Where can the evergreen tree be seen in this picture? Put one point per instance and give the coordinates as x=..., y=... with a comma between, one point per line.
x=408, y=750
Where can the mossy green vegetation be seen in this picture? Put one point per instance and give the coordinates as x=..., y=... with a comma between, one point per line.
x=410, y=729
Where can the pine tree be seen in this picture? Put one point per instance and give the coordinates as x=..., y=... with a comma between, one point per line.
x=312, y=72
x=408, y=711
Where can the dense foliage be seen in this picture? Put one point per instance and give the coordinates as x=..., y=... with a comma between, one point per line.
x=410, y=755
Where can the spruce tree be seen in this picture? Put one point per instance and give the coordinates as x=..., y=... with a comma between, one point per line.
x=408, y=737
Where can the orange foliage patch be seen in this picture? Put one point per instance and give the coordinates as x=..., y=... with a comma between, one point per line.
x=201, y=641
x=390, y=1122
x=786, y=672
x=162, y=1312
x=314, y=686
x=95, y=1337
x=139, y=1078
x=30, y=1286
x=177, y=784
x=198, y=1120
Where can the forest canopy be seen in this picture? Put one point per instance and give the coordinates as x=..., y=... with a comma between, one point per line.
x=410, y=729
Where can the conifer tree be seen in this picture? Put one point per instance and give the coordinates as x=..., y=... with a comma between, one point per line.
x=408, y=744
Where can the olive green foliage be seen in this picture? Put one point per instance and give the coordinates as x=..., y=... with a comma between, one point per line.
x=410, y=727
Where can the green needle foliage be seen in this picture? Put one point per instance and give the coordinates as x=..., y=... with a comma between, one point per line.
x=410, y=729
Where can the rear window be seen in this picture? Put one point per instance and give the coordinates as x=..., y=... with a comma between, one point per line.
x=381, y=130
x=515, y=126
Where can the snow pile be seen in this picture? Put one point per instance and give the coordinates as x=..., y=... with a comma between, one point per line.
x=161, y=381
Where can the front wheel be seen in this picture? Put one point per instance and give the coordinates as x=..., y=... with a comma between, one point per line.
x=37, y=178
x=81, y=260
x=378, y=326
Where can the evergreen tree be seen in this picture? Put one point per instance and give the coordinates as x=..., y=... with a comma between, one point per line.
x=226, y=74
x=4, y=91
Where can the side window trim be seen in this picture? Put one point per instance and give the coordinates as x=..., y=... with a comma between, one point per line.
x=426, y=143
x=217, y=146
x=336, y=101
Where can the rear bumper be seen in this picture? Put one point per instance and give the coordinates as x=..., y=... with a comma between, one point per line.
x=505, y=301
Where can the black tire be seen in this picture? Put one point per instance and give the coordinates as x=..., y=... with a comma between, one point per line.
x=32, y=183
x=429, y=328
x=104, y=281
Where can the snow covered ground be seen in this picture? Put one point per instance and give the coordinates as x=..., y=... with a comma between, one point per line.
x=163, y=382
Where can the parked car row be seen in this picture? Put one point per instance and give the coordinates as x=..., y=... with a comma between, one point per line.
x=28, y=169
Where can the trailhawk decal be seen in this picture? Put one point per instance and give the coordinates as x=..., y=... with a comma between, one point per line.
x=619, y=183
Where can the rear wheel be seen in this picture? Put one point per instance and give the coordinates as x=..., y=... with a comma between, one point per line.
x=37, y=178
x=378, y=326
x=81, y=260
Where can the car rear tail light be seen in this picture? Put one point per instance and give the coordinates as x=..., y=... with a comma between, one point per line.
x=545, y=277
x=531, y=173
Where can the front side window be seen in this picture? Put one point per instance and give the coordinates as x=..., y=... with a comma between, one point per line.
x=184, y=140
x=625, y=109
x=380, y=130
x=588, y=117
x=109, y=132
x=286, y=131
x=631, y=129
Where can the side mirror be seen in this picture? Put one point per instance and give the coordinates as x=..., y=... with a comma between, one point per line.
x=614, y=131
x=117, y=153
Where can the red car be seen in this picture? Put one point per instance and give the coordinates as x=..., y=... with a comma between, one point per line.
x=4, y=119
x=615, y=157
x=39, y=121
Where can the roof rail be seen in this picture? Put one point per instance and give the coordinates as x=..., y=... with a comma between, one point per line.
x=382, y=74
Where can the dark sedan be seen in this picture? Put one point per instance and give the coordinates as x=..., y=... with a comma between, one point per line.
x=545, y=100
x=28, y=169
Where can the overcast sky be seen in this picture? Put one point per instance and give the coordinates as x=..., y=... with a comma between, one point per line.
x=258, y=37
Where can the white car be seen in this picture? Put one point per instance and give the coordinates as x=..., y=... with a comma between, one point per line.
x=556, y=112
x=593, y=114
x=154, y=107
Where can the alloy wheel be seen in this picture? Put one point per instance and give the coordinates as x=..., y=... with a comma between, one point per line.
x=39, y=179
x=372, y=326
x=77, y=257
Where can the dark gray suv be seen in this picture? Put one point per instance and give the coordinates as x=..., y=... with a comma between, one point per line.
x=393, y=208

→ WHAT THE TASK REQUIRES
Reproduce verbatim the stretch of entries above, from the line containing "Where can the rear bumper" through the line containing "x=631, y=129", both lines included.

→ SOLUTION TO THE EXERCISE
Where can the rear bumper be seen in this picture? Put one point per instance and give the coordinates as x=..., y=... with a comma between, one point per line.
x=505, y=301
Where can the black tire be seen in this picture? Put one point per instance and give the coordinates as x=..., y=... with a comma between, one point per line.
x=32, y=183
x=429, y=328
x=104, y=281
Where can the snow covered ground be seen in this picture? Put one point per instance and give the coordinates as x=..., y=... with a comma between, one point per line.
x=163, y=382
Where can the parked car row be seen in this picture? Put one point per instance and give the coordinates as x=..., y=... with a comma between, one point per line.
x=28, y=169
Where can the trailhawk decal be seen in this picture? Put one point per instance and give the coordinates as x=..., y=... with a comma between, one point per line.
x=619, y=183
Where can the rear wheel be seen in this picture? Put one point per instance and give the coordinates as x=..., y=... with a comma between, one point per line.
x=37, y=178
x=378, y=326
x=81, y=260
Where can the car rear tail light be seen in this picture? Put one point per instance and give the coordinates as x=..., y=... with a comma between, one point per line.
x=545, y=277
x=531, y=173
Where can the front side window be seen in this picture? Put one point per instance and give the coordinates as x=..., y=... with a comma between, one point per line.
x=184, y=140
x=625, y=109
x=380, y=130
x=588, y=117
x=109, y=132
x=286, y=131
x=631, y=129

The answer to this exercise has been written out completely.